- [TASK PROMPT] Count the lines below that contain the word "backpack", treating uppercase and lowercase as different. Reply with only the number.

** start **

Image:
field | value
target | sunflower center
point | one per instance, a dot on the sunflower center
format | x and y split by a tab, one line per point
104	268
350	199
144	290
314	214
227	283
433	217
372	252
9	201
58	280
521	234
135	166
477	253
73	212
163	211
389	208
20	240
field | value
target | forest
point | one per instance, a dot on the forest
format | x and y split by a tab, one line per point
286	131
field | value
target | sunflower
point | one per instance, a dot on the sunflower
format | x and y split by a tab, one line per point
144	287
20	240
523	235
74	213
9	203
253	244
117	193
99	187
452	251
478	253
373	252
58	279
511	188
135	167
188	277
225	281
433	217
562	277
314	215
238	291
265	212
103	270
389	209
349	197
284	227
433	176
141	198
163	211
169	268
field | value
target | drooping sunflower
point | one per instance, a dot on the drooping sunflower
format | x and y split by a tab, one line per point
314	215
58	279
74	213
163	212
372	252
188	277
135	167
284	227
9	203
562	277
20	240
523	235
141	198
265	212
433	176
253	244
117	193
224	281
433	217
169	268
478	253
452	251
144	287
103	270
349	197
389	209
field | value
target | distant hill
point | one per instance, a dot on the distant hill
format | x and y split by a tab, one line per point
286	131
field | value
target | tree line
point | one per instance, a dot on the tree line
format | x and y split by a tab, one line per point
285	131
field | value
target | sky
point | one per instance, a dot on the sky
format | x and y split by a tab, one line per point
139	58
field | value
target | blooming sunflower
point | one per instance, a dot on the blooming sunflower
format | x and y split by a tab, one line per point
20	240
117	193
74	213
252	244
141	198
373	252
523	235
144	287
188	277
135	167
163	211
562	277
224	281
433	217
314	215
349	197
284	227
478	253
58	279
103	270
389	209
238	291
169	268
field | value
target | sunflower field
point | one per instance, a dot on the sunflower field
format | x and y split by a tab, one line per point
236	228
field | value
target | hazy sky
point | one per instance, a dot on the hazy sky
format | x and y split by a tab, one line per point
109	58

** end **
** start **

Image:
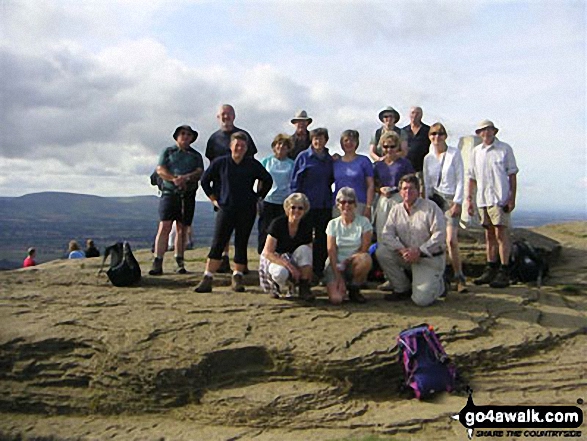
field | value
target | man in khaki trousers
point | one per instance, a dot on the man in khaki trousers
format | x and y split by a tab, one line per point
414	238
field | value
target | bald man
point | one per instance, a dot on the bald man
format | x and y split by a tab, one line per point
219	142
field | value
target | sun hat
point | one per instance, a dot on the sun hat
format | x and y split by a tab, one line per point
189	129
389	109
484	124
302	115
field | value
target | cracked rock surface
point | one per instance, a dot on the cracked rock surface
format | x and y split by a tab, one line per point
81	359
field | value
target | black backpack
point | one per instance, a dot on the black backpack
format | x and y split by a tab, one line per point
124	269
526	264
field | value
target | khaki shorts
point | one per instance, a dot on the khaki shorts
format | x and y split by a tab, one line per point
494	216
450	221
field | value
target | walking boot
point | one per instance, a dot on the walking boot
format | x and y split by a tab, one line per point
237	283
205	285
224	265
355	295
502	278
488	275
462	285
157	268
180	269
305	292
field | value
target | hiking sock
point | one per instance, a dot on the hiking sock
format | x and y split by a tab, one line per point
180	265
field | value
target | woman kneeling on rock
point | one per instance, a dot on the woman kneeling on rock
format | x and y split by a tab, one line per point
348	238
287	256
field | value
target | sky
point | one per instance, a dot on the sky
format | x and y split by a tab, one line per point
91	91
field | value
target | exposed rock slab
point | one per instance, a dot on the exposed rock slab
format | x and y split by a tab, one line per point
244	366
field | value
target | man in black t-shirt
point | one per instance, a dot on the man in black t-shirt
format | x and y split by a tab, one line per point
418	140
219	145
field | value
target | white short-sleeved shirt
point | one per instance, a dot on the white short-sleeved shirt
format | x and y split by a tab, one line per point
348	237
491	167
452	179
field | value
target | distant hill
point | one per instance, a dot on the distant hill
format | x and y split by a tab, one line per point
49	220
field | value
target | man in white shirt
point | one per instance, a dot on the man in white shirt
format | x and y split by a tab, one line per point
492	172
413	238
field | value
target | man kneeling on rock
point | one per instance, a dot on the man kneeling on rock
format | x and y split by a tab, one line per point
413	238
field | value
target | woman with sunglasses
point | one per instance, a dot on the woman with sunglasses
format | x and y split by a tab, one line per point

** end **

- [RESULT OF THIS TASK] 2